Named-object pointing records:
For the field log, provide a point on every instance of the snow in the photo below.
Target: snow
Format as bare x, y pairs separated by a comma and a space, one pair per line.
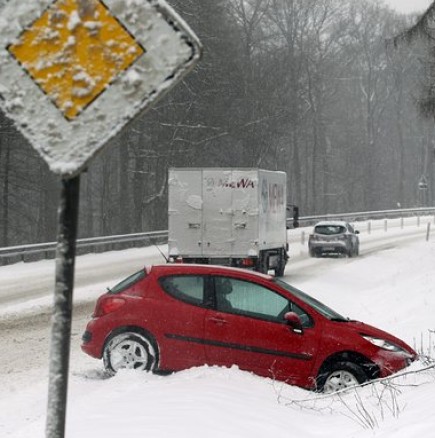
391, 285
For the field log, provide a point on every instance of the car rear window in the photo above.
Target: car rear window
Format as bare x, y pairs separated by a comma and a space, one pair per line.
189, 288
329, 229
127, 282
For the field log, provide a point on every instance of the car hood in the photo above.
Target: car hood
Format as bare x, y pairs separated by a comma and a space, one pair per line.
368, 330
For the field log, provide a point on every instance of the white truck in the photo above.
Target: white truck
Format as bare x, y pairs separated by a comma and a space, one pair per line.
234, 217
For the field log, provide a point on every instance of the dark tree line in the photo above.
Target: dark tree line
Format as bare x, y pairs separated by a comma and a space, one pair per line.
309, 87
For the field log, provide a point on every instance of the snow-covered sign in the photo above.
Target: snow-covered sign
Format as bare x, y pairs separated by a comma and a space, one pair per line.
74, 72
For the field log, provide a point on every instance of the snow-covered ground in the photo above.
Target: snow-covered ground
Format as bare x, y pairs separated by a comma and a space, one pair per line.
391, 285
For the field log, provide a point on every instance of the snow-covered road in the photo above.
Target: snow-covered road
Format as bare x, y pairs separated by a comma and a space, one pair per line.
390, 285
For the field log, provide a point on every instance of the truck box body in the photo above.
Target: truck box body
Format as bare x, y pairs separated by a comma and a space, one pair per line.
226, 213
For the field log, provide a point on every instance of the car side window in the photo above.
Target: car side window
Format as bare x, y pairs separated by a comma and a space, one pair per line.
188, 288
249, 299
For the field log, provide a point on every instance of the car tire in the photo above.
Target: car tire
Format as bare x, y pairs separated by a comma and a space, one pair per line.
130, 350
340, 375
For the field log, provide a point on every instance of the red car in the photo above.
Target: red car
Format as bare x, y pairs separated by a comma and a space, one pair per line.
172, 317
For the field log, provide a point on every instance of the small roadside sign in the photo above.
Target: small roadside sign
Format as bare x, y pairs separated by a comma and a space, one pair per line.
74, 72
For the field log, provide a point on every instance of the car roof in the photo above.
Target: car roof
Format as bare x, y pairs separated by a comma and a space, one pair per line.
334, 223
186, 268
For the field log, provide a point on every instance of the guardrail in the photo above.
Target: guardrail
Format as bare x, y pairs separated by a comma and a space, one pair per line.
38, 251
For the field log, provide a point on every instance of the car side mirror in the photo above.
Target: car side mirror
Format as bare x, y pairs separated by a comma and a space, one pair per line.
292, 319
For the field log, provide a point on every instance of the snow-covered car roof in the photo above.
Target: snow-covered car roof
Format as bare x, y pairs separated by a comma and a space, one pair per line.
334, 223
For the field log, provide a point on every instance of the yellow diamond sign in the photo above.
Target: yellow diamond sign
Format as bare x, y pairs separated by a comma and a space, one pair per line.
74, 72
74, 51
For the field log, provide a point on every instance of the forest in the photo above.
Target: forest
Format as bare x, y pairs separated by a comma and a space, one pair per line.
314, 88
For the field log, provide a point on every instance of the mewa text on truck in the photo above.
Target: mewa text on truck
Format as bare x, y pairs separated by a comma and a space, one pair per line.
234, 217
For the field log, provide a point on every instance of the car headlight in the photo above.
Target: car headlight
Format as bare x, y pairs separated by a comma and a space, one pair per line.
382, 343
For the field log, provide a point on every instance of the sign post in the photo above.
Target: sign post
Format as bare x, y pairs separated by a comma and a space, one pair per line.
73, 73
62, 308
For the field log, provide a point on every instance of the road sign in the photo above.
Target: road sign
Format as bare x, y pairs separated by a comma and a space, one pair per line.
74, 72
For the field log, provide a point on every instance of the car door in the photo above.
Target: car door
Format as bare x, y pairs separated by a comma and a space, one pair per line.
246, 328
182, 323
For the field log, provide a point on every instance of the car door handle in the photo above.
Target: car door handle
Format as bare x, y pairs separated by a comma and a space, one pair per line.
218, 321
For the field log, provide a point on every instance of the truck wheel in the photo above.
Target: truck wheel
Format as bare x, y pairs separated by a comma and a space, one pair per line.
263, 264
279, 270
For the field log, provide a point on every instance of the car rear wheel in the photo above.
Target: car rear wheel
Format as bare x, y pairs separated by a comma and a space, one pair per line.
129, 350
339, 376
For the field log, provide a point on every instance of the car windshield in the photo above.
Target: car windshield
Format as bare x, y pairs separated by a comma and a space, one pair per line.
329, 229
324, 310
127, 282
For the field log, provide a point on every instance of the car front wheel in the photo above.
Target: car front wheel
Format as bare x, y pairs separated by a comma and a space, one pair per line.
129, 350
339, 376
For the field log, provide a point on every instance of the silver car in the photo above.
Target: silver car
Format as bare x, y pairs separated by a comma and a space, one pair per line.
333, 237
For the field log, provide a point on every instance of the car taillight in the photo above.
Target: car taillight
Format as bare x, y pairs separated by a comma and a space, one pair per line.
108, 305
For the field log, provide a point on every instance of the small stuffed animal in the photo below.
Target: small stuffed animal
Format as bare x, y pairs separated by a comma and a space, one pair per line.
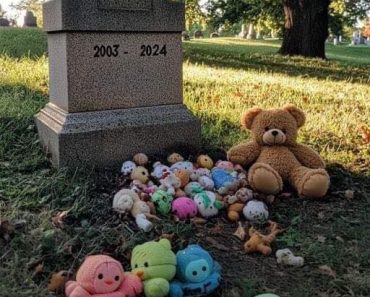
286, 257
226, 165
193, 188
261, 243
256, 211
197, 273
155, 263
208, 205
204, 161
224, 181
183, 165
170, 183
141, 212
174, 158
103, 276
128, 167
124, 200
184, 208
141, 159
160, 170
162, 201
275, 156
141, 174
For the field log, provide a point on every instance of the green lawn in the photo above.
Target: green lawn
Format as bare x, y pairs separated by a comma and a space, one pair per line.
222, 78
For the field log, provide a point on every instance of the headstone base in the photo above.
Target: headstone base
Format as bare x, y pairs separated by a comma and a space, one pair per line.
104, 139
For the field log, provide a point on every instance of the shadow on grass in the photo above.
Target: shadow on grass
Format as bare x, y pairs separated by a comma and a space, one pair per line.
23, 42
221, 55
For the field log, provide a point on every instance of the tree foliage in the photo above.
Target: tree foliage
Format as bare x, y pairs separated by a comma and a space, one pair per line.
32, 5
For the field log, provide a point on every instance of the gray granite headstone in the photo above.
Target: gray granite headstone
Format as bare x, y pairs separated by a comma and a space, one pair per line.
115, 81
30, 20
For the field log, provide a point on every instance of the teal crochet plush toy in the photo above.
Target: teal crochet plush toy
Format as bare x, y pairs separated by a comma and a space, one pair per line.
155, 263
197, 273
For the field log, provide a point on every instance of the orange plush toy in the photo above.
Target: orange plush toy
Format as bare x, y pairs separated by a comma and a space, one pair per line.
102, 276
261, 243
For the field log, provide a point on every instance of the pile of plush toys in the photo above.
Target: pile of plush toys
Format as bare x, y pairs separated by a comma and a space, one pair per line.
156, 271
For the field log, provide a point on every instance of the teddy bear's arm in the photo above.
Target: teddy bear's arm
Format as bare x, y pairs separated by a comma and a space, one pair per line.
307, 156
244, 154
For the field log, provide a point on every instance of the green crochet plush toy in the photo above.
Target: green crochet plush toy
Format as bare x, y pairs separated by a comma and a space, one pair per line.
155, 263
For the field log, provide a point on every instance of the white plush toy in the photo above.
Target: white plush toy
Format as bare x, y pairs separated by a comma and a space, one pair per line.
160, 170
208, 205
170, 183
197, 173
183, 165
193, 188
128, 167
206, 182
286, 257
124, 200
256, 211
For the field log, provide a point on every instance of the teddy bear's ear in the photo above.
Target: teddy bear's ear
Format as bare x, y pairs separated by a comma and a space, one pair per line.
248, 117
297, 114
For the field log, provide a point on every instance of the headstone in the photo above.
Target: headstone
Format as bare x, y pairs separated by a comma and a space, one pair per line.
30, 20
251, 32
243, 33
198, 34
115, 82
4, 22
185, 36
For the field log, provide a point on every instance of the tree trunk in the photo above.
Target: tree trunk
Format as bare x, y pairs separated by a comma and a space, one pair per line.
306, 27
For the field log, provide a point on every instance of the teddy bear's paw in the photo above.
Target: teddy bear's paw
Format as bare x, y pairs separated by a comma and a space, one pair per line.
315, 184
263, 178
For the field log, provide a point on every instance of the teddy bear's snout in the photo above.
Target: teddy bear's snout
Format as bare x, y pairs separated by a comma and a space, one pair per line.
274, 136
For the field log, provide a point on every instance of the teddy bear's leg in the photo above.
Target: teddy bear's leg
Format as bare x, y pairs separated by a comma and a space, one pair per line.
310, 183
265, 179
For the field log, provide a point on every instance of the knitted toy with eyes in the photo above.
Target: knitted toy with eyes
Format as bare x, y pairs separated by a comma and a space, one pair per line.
155, 263
275, 156
102, 276
197, 273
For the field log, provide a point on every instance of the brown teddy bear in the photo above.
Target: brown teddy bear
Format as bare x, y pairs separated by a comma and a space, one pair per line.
275, 155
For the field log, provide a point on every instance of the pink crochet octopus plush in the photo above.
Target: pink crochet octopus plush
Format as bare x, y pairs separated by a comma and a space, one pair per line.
102, 276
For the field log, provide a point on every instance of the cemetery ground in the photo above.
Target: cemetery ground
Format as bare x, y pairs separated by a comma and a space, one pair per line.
222, 78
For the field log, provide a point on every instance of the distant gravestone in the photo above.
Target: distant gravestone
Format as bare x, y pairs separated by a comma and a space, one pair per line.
198, 34
30, 20
115, 82
4, 22
185, 36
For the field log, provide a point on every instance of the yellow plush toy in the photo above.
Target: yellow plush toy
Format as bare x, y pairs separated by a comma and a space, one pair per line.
275, 156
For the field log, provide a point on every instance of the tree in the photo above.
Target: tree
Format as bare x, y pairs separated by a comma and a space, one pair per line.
2, 12
32, 5
306, 21
194, 14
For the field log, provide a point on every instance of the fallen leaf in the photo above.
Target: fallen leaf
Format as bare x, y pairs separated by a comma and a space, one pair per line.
349, 194
58, 219
58, 280
321, 238
327, 270
217, 245
240, 232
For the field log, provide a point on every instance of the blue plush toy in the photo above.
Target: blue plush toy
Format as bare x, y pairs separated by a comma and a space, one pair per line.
196, 274
224, 181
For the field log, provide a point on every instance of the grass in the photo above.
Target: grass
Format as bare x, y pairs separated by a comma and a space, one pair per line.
222, 77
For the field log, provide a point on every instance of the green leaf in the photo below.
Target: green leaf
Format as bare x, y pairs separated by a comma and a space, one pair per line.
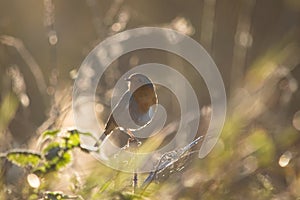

## What you are asked to do:
Transcribe word for word the lines of the material beginning with the line that contains "the grass in the photo above." and continuing through to its end. Leave out any pictures.

## Response:
For the field log, provide a point on every instance of the grass in the photo above.
Target: grass
Format as bare x, y pairs separated by a comma and a space, one pair per line.
222, 77
For the field log, provide a point on every instance of the green leaf in the photo below.
Target: green leaf
Format as bare x, y pairs separated by a comma and a space, one pair per line.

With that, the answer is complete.